Stored data

------------------------

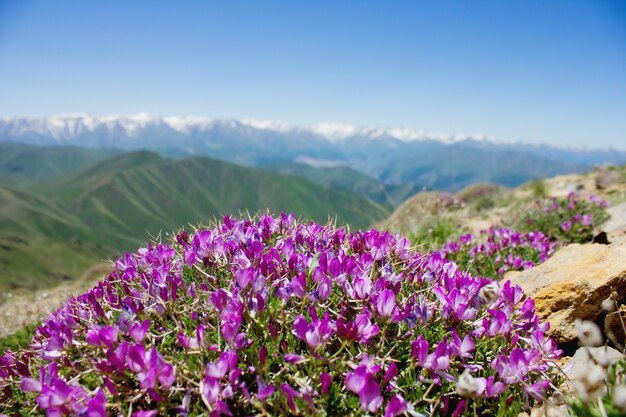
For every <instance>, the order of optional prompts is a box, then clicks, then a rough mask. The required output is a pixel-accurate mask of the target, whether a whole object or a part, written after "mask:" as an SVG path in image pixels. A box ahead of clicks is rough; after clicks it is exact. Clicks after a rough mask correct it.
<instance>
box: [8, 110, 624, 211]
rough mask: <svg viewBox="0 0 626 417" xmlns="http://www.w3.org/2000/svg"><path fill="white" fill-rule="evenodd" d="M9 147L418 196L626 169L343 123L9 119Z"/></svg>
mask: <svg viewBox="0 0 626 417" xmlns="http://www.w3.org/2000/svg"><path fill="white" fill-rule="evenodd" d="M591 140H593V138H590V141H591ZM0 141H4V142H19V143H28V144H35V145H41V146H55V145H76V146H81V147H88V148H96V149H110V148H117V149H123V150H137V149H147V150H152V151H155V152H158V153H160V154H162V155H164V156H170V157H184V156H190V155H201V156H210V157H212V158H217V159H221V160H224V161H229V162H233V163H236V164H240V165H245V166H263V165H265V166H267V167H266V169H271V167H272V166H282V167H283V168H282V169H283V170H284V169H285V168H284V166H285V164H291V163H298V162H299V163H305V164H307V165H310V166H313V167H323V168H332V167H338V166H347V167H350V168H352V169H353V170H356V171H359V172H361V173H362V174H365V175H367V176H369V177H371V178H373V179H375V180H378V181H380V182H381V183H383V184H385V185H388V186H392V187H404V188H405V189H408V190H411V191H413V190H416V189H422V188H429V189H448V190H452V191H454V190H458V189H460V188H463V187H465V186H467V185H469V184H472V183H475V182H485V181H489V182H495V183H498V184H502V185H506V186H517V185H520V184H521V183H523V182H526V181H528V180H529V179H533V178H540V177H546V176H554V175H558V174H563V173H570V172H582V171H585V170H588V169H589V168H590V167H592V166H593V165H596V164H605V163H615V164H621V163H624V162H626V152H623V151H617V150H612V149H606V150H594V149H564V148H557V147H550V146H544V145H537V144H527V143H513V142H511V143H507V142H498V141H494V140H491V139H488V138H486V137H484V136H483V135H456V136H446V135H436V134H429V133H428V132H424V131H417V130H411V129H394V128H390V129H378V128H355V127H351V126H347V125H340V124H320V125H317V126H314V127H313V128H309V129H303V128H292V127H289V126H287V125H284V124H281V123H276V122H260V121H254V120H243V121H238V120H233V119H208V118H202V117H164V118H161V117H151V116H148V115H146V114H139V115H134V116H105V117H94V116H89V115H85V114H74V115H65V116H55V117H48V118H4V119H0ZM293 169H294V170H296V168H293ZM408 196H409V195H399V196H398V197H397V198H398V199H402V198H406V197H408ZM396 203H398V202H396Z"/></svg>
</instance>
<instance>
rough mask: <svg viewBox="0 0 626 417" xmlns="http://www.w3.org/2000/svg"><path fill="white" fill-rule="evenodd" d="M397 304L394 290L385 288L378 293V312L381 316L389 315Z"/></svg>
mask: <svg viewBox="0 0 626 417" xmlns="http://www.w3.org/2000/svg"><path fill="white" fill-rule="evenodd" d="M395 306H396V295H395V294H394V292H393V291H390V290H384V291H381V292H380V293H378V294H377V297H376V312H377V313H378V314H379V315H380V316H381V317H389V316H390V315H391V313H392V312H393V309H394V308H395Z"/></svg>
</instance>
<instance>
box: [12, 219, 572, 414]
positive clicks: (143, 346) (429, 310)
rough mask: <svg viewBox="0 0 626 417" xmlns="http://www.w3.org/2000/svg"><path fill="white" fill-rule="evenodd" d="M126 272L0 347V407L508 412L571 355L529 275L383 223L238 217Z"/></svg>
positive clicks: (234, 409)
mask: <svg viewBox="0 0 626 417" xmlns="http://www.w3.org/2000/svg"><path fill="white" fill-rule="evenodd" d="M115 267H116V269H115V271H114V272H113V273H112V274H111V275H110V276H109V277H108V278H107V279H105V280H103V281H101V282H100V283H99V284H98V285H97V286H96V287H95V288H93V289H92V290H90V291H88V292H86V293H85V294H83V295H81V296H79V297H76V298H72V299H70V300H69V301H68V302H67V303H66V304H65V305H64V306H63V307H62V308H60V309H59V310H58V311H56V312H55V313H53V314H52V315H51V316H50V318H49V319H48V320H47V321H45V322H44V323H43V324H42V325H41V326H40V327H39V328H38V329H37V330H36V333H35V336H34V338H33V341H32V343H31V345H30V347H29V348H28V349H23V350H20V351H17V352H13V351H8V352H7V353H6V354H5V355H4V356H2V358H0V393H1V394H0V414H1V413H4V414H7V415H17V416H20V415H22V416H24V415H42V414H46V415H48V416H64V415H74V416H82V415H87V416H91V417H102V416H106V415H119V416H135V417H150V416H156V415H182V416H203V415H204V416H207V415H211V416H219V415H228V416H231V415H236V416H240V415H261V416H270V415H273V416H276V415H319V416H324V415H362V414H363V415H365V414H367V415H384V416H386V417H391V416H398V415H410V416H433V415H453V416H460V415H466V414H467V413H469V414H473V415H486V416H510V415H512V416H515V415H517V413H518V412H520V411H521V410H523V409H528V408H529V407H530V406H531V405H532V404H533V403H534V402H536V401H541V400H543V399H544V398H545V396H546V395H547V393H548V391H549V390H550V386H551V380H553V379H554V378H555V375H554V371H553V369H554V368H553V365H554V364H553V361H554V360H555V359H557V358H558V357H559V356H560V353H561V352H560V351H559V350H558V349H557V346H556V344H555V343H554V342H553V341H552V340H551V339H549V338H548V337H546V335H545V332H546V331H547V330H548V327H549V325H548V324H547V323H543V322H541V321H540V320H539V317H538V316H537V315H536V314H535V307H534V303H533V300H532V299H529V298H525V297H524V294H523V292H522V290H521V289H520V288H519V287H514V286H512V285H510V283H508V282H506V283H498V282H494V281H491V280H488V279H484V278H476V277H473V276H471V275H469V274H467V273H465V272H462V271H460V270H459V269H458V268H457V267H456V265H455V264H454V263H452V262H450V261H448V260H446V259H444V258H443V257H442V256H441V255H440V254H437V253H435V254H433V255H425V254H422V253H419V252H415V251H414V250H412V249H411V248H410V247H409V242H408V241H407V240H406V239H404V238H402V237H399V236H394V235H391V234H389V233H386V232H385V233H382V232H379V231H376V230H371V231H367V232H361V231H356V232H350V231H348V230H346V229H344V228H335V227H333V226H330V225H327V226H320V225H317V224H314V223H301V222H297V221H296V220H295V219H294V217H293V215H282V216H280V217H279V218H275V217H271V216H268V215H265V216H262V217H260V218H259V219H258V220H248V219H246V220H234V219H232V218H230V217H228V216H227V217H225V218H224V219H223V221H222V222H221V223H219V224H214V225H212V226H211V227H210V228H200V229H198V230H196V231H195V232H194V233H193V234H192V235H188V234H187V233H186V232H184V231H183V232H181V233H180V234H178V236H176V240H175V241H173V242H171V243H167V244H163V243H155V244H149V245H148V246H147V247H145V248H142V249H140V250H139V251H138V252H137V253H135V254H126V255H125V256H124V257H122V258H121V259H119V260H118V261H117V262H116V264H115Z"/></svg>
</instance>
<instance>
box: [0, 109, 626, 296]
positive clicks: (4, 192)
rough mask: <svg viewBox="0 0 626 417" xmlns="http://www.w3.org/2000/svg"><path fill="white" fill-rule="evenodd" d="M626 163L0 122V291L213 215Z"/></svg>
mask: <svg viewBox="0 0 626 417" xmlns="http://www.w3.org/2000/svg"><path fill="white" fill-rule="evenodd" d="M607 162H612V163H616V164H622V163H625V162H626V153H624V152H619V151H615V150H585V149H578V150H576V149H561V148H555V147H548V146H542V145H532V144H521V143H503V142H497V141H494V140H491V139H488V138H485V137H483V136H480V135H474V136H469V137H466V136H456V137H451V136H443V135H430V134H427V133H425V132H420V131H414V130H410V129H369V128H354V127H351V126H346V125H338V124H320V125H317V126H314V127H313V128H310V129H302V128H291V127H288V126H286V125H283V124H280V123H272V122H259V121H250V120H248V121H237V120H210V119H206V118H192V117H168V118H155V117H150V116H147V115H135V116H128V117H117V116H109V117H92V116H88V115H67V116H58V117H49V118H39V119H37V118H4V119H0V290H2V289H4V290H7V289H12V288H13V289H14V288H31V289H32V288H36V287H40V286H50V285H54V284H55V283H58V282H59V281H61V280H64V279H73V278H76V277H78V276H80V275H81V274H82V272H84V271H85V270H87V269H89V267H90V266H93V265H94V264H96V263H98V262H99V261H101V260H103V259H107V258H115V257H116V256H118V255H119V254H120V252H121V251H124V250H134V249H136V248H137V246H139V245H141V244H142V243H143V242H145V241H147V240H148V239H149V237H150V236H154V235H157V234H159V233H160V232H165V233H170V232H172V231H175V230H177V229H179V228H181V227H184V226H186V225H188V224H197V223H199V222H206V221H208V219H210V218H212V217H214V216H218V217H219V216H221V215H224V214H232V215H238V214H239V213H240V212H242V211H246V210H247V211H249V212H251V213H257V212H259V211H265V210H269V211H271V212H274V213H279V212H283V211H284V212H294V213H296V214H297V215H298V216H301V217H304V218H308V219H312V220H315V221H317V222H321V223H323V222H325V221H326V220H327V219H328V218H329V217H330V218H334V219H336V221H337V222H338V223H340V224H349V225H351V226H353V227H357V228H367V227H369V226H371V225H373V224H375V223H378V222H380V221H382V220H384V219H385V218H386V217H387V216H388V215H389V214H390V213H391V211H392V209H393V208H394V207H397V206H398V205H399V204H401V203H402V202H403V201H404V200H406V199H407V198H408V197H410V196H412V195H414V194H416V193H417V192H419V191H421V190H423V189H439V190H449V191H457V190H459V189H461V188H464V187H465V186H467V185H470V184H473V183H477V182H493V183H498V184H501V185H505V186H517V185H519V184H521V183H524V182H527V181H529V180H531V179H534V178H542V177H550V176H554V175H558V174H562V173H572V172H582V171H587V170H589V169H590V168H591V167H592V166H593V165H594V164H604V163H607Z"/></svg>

------------------------

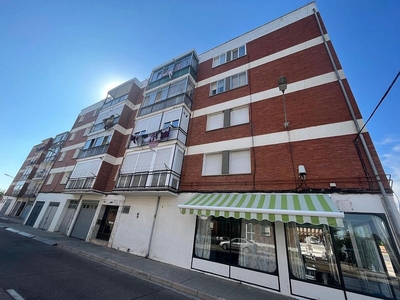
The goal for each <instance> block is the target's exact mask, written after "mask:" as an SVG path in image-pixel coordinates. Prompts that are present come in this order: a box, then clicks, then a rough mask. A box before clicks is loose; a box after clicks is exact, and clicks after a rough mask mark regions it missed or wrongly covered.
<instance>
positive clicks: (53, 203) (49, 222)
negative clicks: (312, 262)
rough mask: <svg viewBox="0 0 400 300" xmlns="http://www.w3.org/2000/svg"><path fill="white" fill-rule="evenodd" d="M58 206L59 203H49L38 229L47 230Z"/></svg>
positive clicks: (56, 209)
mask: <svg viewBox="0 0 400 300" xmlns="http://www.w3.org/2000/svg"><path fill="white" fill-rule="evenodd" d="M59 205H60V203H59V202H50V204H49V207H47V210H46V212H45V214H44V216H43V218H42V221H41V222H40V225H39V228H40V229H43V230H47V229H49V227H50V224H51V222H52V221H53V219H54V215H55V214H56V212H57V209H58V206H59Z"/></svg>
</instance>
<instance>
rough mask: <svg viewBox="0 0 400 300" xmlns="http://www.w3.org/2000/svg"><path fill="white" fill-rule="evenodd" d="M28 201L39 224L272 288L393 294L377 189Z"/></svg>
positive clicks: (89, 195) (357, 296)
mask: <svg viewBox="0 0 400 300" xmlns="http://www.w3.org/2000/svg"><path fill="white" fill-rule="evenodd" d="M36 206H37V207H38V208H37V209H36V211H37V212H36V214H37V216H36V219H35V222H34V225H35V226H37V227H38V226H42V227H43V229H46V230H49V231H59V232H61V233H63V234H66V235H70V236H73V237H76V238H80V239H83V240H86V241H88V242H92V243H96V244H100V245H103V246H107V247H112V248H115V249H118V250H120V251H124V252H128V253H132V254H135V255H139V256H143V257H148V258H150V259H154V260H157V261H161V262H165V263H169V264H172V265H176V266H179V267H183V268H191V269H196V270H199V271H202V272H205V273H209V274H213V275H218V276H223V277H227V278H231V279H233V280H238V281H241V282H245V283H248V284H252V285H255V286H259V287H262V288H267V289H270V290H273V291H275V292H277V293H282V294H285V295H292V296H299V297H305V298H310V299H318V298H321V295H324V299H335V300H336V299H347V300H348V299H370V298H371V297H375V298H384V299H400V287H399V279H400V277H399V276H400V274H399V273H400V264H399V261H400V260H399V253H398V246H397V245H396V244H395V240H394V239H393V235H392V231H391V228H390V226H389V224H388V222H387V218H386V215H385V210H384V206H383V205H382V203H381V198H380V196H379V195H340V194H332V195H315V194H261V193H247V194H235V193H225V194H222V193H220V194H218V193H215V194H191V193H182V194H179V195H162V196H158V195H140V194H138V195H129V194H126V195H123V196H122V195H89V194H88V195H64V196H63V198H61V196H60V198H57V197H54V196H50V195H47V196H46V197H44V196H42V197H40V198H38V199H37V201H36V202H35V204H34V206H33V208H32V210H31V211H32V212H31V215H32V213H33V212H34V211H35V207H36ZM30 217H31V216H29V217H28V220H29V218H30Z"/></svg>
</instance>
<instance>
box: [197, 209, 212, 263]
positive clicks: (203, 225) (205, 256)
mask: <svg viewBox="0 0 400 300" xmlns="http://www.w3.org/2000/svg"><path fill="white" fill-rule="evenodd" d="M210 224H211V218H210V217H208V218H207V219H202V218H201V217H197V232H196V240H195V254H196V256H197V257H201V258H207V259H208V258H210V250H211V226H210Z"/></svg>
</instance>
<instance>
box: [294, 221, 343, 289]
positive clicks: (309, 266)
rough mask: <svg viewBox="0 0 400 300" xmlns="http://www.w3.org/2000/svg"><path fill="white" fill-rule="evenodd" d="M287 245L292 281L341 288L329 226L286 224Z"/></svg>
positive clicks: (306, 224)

------------------------

Exercise prompt:
Copy out the lines verbatim, starting with the line containing "The goal for" and ending with the line containing "negative clicks: (312, 262)", both included.

Task answer:
The goal for each <instance> block is the target's exact mask, written after "mask:" as an SVG path in image-pixel coordinates. Prompts that are present come in this order: a box, then clicks, then a rough mask. A box before clicks is loose; a box after clicks is exact, and clicks after a rough mask mark regions it missed or wrongly covered.
<instance>
positive clicks: (53, 203) (49, 222)
negative clicks: (312, 262)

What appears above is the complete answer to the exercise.